Texte présenté ▸
/---
Philippe Mattart, Directeur générale Apaq-W

Pourquoi les consommateurs devraient-ils acheter local ?  

Filip : « Tout d’abord, il s'agit du meilleur produit que vous puissiez acheter sur le plan qualitatif. Et deuxièmement, vous soutenez l'économie et les entreprises locales et, par conséquent, votre propre tissu social. Un prix juste est également l'une des raisons pour lesquelles de nombreux consommateurs achètent local, mais seulement 15 % des Flamands pensent que les agriculteurs sont correctement rémunérés et qu'ils devraient donc gagner plus. »

Philippe  : « Il est important d’acheter local pour plusieurs raisons. Premièrement : il ne faut pas oublier que notre agriculture, c’est la moitié du territoire wallon.  Il est donc vraiment important de conserver un dynamisme économique. Deuxièmement : l’alimentation locale contribue aux enjeux  climatiques. Troisièmement : l’argument de la confiance. Quand les consommateurs consomment local, ils savent qu’il y a de la qualité, de la traçabilité et ils peuvent avoir confiance en ce qu’il mange. »

Quels changements nous attendent dans les 10 à 15 prochaines années ?  

Filip : « Nous n'avons jamais produit autant de nourriture, aussi bonne, aussi sûre et aussi bon marché. Mais je pense que cette abondance et ces bas prix vont s’amenuiser petit à petit et que ce sera ça, la grande innovation. Le deuxième grand changement est le passage d'un marché mondial à un marché plus local. »
\---
Extraits de données ▸
/---
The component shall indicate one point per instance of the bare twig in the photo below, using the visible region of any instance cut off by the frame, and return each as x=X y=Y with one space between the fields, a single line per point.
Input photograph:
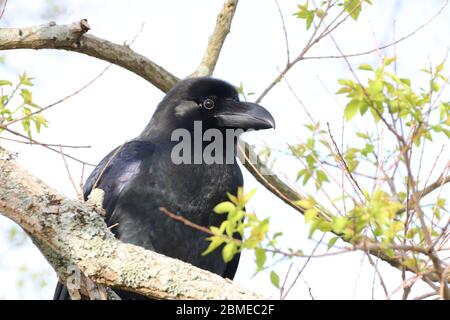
x=60 y=100
x=217 y=39
x=47 y=144
x=409 y=35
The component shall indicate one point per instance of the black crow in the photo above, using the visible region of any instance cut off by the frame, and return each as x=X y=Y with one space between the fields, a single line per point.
x=151 y=171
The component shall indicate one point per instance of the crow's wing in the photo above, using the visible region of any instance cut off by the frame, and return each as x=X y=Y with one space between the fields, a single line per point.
x=112 y=175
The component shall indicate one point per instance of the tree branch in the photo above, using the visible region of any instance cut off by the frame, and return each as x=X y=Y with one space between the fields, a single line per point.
x=217 y=39
x=73 y=37
x=70 y=233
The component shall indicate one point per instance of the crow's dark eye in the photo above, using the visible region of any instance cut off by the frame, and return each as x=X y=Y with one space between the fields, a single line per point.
x=208 y=104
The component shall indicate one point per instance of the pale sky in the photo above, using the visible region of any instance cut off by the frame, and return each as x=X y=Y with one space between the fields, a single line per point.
x=118 y=105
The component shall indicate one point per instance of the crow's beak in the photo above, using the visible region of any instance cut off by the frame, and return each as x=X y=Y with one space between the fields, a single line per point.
x=244 y=115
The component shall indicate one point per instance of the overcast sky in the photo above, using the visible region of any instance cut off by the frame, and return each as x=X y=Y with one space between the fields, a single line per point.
x=118 y=105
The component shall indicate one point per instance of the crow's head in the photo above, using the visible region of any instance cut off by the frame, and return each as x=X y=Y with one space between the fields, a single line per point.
x=213 y=102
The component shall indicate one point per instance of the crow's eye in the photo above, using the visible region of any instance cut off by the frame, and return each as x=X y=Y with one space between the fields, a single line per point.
x=208 y=104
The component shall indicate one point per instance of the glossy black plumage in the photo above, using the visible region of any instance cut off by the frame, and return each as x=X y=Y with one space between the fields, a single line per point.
x=140 y=176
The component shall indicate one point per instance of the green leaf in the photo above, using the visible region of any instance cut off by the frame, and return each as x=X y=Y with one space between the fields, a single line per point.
x=224 y=207
x=307 y=203
x=322 y=176
x=366 y=67
x=260 y=256
x=310 y=215
x=216 y=241
x=353 y=7
x=362 y=135
x=332 y=242
x=339 y=223
x=5 y=83
x=351 y=109
x=275 y=279
x=249 y=195
x=228 y=251
x=25 y=80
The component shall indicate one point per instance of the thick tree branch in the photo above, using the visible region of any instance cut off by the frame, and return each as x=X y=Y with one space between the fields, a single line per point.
x=73 y=37
x=217 y=38
x=70 y=233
\---
Votre tâche ▸
(A) D'après Philippe, dans le texte sur l'achat local, quelle part du territoire wallon l'agriculture occupe-t-elle ?
(B) Indiquez si chaque affirmation concorde avec le texte sur l'achat local, en répondant par oui ou non et en citant les mots décisifs du texte. (i) Philippe présente la confiance comme sa troisième raison d'acheter local. (ii) Filip s'attend à un passage d'un marché local à un marché mondial. (iii) Pour Filip, le produit local est le meilleur sur le plan qualitatif.
(C) Poursuivez le texte sur l'achat local à partir de l'endroit où il s'arrête.

Réponses ▸
(A) La moitié du territoire wallon.

(B)
(i) Oui : « Troisièmement : l’argument de la confiance. »
(ii) Non : « Le deuxième grand changement est le passage d'un marché mondial à un marché plus local. »
(iii) Oui : « il s'agit du meilleur produit que vous puissiez acheter sur le plan qualitatif »

(C)
Philippe  : « Je pense que les consommateurs vont de plus en plus s’intéresser au fait de créer un pont entre leur consommation et la qualité et l’environnement. Je pense qu’il y a aujourd’hui des opportunités qui sont importantes, comme lier l’alimentaire aux impératifs concernant la durabilité et l’environnement. Autre opportunité : le fait que le consommateur soit de plus en plus intéressé par la qualité et par les produits qui existent en Belgique, mais pas suffisamment, comme la viande d’agneau. Donc il y a des filières qui peuvent se développer si on investit. »

Quelles sont les opportunités qui s'offrent aux entreprises alimentaires belges à l'avenir ?  

Filip : « 60 à 70 % des consommateurs préfèrent les produits fabriqués chez nous. Voici mon conseil : essayez de consacrer le maximum d'efforts à ces produits locaux et faites-le clairement savoir aux consommateurs. Par exemple, Jo Brouns nous a donné les moyens de mieux mettre en avant les produits locaux auprès des transformateurs. À long terme, l'externalisation de la production à l'étranger ne me semble pas être une bonne idée. La moitié des consommateurs pensent que le pays d'origine est important, et je considère qu’il faut donc réfléchir de manière stratégique à cette thématique. »

Philippe : « Je pense qu’il est important de tabler sur l’innovation. Il y a vraiment des productions qui ne sont pas encore suffisamment développées. Il y a beaucoup d’opportunités pour permettre une meilleure autosuffisance, pour l’ensemble des productions en Belgique de manière générale. Ensuite, il est important d’investir dans un marketing de la qualité, qui insiste sur la différenciation. Je pense que les consommateurs sont sensibles aux valeurs qu’ils vont apporter auxproduits. La durabilité, la différence, la qualité, l’origine locale, ce sont des choses que le consommateur apprécie. Il faut vraiment travailler sur la proximité, sur les circuits courts, sur l’identification de la filière et sur le fait qu’elle soit locale, qu’elle respecte des impératifs de durabilité et de qualité. »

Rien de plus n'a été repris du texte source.